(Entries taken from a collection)
* Begin *
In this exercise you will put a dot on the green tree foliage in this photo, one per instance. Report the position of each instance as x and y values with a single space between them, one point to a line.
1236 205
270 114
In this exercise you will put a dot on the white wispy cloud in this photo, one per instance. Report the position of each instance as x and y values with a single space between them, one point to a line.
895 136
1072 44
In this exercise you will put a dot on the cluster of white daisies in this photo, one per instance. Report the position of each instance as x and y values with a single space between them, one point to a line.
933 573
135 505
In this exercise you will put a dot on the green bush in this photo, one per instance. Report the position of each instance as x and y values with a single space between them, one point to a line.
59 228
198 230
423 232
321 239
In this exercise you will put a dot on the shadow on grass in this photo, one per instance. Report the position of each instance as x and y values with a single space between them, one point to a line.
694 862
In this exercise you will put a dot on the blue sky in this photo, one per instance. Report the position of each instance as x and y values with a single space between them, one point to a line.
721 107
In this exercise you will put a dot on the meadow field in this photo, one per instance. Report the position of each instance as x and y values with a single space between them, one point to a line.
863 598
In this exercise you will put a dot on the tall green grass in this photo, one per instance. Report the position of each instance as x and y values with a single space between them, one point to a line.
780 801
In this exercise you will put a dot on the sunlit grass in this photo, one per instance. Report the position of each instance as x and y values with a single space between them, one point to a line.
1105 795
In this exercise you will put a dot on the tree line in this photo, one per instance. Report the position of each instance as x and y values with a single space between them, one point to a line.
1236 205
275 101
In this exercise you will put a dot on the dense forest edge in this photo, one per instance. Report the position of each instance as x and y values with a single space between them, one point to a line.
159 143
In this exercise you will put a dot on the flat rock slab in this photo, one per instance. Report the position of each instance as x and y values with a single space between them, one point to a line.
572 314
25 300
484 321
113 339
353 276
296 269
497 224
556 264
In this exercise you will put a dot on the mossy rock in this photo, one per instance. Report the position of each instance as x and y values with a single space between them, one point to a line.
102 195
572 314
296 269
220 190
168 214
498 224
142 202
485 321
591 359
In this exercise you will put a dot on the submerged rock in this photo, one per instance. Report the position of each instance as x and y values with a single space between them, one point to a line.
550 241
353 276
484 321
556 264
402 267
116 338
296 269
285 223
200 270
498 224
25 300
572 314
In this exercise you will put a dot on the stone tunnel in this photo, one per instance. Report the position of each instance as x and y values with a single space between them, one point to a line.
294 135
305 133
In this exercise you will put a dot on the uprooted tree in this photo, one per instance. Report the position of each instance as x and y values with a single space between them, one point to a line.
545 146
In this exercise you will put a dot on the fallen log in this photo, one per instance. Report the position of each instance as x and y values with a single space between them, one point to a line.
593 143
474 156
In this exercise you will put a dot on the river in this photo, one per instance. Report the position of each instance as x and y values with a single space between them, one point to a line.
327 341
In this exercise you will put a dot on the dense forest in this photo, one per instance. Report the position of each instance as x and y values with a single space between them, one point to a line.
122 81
* End *
**STATED EXERCISE:** Starting from the line containing "In this exercise you will put a dot on the uprooted", repeat each line through the end of the entries, exactly.

**WRITTEN SOLUTION:**
In this exercise you will put a dot on the uprooted tree in this photo, one per instance. Report the position of each instance as x and y values with a single space between them, one point to a line.
545 146
In this exercise you will put a dot on the fallen log in this photo, one per instance. Report the position of each instance as x and y values with a single space between them, one point to a line.
593 143
474 156
In this exercise you will put a dot on the river in this photo, one per instance. Report the position of each instance as x and y values with a single space between them, one point to a line.
327 341
In this exercise you will put a dot on the dense forest in this photo, one per instance. Report the position of each instance as x and y values with a single space between them, one point to a line.
122 81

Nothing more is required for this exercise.